Below are some entries. Copy each line that holds the string "wheel".

=== Section Start ===

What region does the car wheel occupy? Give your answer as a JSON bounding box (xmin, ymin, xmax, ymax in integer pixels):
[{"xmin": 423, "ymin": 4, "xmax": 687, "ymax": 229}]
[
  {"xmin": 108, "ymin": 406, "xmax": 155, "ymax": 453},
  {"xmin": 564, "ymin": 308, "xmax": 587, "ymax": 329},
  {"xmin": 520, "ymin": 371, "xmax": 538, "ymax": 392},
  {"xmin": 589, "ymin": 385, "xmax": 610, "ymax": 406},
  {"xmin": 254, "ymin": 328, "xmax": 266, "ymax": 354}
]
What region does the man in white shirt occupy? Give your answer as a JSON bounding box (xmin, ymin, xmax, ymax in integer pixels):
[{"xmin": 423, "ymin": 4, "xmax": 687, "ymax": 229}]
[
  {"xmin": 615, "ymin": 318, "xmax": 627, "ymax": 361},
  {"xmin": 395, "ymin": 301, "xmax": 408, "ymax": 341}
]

=== Section End ===
=== Section Start ===

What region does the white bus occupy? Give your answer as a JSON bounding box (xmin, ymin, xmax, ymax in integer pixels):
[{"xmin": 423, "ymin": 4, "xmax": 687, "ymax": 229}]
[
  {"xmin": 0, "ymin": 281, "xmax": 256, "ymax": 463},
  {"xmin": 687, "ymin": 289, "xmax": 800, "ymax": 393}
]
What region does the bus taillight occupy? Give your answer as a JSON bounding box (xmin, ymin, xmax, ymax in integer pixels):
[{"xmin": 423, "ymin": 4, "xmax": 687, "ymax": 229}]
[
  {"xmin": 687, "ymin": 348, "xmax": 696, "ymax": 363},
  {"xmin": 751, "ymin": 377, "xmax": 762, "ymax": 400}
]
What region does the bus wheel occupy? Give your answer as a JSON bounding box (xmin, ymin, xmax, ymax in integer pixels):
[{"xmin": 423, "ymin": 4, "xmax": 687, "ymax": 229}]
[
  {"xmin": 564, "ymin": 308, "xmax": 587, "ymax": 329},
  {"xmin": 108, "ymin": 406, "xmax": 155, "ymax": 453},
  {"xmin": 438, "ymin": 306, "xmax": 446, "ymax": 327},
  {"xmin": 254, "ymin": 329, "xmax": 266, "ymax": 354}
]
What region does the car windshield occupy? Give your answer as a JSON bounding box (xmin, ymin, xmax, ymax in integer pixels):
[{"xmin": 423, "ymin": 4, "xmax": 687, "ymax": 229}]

=== Section End ===

| Output for this exercise |
What region does the car wheel occupy? Give your answer as a JSON bounding box (xmin, ymin, xmax, ymax in integer pixels):
What region does the bus wheel occupy? Give your answer as a JSON bounding box (xmin, ymin, xmax, ymax in integer pixels):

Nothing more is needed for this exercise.